BEGIN Passage shown

His son, Masatsura, served the emperor’s successor, the 12-year-old Go-Murukami, in a relationship of reciprocal trust and devotion mirroring the figure of his father Kusunoki and keeping the flame of loyalist resistance alive.[2] Masatsura died alongside his brother Masatoki and cousin Wada Takahide in a battle that saw the end of the Kusunoki clan and there followed a less-than-ideal scramble for power and gain among the Courts.[2]

Kusunoki Masashige’s successful defense of Chihaya castle is believed to have helped turn the tide against the Kamakura bakufu/shogunate (military rule and the first shogunate). Partly because he held out so long in his castle, Ashikaga Takauji revolted and came to the aid of the emperor, and thus ended the Kamakura bakufu. However, Ashikaga Takauji quickly learned that he did not like following the emperor’s commands, and revolted again to establish his own Ashikaga bakufu (the second, middle shogunate). He was able to establish his own shogunate after defeating Kusunoki Masashige and the commander in chief Yoshisada in the final battle. Kusunoki Masashige tried to intervene and bring Ashikaga Takauji back to the emperor’s side, but the emperor rejected this plan.

END Passage shown

**Task instructions**
1. In the passage on the Kusunoki clan:
(a) Whom did Masatsura serve?
(b) Which castle did Kusunoki Masashige successfully defend?
(c) What did Ashikaga Takauji establish after revolting a second time?
2. Can you rewrite the passage on the Kusunoki clan from "Kusunoki Masashige’s successful" to "rejected this plan.", swapping "commander in chief" for "general"?
3. Could you continue the passage on the Kusunoki clan from its last sentence?

BEGIN Extracted information

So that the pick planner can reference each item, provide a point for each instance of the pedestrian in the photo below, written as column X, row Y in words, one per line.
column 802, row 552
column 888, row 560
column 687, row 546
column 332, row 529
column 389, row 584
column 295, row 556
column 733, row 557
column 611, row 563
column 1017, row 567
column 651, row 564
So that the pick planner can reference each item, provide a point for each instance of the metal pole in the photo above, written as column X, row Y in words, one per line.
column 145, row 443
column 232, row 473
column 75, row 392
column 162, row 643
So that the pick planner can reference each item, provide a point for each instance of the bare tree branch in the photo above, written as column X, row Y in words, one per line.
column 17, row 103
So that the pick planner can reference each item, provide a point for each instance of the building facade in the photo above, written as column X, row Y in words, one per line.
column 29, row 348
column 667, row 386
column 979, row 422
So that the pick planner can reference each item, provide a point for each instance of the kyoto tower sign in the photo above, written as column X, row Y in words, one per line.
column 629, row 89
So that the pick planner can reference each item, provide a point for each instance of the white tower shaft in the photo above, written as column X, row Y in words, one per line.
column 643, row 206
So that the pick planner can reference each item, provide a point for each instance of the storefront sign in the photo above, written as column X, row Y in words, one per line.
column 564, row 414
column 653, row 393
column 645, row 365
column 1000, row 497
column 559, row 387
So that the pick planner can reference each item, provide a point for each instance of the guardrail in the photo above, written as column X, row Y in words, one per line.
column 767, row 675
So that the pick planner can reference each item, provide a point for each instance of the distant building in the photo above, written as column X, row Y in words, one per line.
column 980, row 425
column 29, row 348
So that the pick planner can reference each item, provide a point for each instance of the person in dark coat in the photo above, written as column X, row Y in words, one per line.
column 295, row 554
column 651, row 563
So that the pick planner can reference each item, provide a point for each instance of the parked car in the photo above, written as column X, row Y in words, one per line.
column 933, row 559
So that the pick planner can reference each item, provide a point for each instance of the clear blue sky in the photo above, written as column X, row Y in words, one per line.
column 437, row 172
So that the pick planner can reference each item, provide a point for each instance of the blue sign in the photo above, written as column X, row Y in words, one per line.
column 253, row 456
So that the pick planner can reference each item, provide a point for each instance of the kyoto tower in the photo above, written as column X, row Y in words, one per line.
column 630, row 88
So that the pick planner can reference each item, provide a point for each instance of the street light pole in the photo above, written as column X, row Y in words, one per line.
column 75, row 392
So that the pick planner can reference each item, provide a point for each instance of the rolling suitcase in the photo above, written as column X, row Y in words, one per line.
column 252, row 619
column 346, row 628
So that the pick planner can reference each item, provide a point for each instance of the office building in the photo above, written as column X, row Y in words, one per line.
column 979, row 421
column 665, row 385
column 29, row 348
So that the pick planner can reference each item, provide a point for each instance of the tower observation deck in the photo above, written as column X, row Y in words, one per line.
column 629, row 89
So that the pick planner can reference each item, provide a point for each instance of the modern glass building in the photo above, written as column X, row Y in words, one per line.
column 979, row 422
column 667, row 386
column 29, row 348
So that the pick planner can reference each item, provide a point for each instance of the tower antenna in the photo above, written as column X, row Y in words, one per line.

END Extracted information

**Expected responses**
1.
(a) The emperor's successor, the 12-year-old Go-Murukami.
(b) Chihaya castle.
(c) His own Ashikaga bakufu, the second, middle shogunate.

2.
Kusunoki Masashige’s successful defense of Chihaya castle is believed to have helped turn the tide against the Kamakura bakufu/shogunate (military rule and the first shogunate). Partly because he held out so long in his castle, Ashikaga Takauji revolted and came to the aid of the emperor, and thus ended the Kamakura bakufu. However, Ashikaga Takauji quickly learned that he did not like following the emperor’s commands, and revolted again to establish his own Ashikaga bakufu (the second, middle shogunate). He was able to establish his own shogunate after defeating Kusunoki Masashige and the general Yoshisada in the final battle. Kusunoki Masashige tried to intervene and bring Ashikaga Takauji back to the emperor’s side, but the emperor rejected this plan.

3.
Legend 

After the full-scale introduction of Neo-Confucianism as a state philosophy by the Tokugawa Shogunate, Kusunoki Masashige, once-called a traitor by the Northern Court, was resurrected with Emperor Go-Daigo as a precursor of Sinocentric absolutists, based upon the Neo-Confucian theories. During the Edo period, scholars and samurai who were influenced by the Neo-Confucian theories created the legend of Kusunoki and enshrined him as a patriotic hero, called Nankō (楠公) or Dai-Nankō

(大楠公), who epitomized loyalty, courage, and devotion to the Emperor. Kusunoki later became a patron saint of sorts to the World War II kamikaze, who saw themselves as his spiritual heirs in sacrificing their lives for the Emperor.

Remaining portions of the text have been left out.